[start of THE DATA]

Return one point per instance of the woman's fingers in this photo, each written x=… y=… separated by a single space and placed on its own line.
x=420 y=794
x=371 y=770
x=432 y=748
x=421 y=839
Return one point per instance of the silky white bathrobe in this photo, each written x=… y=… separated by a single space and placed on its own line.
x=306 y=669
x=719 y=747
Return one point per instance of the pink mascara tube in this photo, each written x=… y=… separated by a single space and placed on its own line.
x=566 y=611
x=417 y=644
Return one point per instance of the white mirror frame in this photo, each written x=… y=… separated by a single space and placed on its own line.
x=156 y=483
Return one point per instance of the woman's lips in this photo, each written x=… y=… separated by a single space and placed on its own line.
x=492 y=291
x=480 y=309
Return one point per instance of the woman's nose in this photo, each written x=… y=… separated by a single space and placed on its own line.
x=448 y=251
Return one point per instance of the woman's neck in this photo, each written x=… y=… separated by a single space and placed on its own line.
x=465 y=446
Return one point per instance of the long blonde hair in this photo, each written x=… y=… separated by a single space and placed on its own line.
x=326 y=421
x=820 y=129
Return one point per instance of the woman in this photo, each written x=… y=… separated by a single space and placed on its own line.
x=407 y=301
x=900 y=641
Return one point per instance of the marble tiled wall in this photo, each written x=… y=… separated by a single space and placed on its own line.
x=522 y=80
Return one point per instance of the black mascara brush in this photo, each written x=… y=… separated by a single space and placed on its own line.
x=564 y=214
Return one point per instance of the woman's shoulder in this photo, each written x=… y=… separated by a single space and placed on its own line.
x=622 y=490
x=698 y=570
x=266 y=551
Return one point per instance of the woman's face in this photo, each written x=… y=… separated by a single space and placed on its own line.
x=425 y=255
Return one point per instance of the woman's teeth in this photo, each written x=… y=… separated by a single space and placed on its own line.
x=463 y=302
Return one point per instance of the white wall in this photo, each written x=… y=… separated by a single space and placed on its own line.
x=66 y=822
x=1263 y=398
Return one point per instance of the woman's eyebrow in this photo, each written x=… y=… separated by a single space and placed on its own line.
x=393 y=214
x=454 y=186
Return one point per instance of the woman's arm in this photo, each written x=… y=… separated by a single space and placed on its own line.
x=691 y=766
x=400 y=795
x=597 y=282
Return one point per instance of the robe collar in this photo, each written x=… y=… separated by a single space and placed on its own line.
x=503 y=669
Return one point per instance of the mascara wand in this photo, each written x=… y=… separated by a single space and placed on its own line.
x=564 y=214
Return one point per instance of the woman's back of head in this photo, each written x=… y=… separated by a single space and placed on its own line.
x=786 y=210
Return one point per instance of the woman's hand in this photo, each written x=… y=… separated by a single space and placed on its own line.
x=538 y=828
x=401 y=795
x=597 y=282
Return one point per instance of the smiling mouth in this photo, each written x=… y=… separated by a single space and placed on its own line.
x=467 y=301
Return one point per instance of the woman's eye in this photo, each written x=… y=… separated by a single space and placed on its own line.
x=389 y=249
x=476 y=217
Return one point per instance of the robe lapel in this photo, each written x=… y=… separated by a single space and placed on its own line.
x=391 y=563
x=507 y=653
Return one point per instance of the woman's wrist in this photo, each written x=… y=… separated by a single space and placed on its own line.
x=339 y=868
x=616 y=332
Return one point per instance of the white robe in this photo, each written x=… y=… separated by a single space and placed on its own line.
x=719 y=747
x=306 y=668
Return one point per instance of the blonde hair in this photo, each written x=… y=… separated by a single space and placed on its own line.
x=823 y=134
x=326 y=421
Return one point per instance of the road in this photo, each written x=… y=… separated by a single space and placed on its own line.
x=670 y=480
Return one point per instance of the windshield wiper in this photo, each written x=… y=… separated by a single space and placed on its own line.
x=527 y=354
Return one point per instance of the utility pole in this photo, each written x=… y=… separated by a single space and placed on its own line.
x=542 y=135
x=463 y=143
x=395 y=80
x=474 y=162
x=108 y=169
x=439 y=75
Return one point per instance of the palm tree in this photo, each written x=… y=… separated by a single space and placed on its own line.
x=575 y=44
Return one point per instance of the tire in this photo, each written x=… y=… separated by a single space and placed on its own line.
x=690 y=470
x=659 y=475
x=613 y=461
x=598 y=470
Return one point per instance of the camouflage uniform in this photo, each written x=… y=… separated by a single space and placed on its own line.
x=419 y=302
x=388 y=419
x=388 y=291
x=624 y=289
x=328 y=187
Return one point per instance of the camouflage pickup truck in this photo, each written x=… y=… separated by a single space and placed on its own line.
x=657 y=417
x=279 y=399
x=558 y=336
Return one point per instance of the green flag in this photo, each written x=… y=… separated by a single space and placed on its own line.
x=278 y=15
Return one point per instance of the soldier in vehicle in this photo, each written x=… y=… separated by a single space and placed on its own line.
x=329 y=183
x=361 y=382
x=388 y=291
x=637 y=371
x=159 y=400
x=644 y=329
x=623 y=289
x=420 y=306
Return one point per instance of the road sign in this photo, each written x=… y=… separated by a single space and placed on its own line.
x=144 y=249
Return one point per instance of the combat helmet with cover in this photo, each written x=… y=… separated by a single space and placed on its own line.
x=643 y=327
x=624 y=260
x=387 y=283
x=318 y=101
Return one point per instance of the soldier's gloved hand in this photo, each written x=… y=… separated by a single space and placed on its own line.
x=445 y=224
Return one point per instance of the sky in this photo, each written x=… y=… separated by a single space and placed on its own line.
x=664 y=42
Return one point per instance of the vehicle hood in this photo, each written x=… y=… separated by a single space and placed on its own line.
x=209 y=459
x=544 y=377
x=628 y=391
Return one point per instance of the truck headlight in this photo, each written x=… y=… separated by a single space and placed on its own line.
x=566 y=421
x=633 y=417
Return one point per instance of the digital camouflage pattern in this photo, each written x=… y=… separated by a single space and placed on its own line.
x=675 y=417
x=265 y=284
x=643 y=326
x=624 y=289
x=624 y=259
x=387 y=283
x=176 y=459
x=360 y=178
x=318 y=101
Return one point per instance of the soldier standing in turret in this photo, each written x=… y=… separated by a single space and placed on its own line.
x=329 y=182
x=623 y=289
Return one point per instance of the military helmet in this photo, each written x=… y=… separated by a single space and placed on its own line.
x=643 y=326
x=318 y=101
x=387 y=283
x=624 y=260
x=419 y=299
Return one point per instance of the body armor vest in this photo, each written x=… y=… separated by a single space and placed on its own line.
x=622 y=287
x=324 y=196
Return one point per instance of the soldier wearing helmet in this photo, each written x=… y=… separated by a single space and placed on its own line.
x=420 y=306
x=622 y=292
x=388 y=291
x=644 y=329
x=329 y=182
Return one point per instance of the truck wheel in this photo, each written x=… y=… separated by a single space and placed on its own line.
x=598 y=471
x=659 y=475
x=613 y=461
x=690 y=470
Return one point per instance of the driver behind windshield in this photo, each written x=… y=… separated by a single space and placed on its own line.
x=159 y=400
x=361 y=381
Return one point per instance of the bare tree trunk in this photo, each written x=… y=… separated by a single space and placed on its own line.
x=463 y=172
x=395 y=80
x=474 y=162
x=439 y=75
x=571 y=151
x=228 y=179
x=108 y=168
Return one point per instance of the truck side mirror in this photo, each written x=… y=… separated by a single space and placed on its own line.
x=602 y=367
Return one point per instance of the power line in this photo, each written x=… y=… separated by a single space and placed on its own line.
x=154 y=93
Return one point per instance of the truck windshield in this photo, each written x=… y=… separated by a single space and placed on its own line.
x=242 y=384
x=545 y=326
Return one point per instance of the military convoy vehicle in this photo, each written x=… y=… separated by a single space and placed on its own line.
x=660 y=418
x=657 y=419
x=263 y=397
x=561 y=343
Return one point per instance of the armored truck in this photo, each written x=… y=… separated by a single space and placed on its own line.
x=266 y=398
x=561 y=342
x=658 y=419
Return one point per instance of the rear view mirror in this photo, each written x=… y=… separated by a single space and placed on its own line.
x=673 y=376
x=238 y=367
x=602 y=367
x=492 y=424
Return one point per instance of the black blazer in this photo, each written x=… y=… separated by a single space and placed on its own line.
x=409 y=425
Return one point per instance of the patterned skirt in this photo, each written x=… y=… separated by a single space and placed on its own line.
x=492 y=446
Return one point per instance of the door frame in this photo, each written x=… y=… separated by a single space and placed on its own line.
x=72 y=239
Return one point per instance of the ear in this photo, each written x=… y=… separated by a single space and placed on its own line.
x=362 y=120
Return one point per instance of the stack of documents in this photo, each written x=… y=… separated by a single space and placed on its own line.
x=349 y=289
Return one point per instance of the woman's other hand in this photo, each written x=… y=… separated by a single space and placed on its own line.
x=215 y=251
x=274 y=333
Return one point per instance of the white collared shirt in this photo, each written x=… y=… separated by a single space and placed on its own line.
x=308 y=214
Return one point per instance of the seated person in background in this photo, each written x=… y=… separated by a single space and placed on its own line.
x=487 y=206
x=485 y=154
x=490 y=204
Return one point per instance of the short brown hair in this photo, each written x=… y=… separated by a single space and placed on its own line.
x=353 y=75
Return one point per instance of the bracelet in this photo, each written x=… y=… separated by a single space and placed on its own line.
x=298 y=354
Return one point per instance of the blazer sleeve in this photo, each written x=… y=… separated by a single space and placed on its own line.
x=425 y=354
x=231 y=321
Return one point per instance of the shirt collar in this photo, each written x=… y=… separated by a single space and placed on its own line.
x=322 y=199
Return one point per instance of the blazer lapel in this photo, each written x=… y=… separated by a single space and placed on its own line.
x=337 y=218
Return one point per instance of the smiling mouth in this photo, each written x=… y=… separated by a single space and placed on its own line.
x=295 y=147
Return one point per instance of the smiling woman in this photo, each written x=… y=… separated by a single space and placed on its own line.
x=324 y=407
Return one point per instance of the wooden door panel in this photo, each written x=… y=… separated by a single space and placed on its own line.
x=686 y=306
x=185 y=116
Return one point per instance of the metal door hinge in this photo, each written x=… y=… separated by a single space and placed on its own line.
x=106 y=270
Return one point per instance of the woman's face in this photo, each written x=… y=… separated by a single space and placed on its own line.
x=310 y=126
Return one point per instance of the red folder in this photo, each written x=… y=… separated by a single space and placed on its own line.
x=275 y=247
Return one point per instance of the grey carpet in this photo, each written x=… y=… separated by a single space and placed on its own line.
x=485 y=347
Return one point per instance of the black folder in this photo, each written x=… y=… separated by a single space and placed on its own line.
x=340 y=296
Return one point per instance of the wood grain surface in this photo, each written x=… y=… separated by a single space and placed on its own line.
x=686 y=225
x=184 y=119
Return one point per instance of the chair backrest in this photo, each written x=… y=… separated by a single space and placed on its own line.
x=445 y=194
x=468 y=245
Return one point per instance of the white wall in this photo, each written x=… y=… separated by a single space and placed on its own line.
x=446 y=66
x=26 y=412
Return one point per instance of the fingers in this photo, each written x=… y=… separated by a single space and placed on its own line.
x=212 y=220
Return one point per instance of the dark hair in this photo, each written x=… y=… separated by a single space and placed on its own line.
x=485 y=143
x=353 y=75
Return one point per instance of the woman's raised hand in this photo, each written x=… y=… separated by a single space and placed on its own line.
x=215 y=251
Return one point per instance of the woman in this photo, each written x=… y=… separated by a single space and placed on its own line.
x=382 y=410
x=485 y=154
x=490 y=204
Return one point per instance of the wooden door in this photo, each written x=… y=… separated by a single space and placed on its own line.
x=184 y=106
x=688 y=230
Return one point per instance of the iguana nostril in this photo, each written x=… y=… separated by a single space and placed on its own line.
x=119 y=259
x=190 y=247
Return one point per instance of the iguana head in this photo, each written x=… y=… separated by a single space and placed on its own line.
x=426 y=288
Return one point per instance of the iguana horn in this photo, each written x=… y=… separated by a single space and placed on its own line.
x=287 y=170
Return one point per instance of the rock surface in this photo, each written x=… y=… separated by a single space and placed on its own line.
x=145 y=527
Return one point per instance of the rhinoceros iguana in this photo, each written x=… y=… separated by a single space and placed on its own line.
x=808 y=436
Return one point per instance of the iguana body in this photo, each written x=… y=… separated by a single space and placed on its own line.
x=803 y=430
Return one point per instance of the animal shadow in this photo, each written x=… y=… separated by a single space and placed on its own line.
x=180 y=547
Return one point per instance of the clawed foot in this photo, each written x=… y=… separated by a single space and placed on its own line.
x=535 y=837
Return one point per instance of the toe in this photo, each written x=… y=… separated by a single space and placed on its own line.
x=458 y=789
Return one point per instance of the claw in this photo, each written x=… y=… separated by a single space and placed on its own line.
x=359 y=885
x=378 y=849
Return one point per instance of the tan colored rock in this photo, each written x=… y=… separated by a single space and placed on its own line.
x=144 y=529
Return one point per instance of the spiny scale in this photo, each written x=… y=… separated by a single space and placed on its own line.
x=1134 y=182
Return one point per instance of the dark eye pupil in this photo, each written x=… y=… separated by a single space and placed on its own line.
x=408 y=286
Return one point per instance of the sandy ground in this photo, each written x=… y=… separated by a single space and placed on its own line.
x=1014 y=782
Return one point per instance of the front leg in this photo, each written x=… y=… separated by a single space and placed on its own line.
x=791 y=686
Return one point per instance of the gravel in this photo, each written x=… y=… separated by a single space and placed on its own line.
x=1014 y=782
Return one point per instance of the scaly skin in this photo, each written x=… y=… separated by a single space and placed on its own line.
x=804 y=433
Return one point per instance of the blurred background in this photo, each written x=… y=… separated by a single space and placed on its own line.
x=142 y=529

[end of THE DATA]

▶ **STATED PROBLEM**:
Starting from the line with "Return one point per instance of the front" and ending with the final line of the data, quote every line exactly, both ends included.

▶ **RESPONSE TO THE TASK**:
Return one point per instance of the front leg in this photo, each written x=… y=… separated by a single space and placed on its own line.
x=791 y=686
Return one point per instance of the gravel in this photo, each written x=… y=… separated by a single space and placed on its own line.
x=1014 y=782
Return one point per instance of the scaly skin in this photo, each written x=… y=… separated by a single space and placed on its own line.
x=804 y=433
Return one point per instance of the blurred background in this photo, each written x=… y=… separated by a single space and placed on its own line.
x=142 y=529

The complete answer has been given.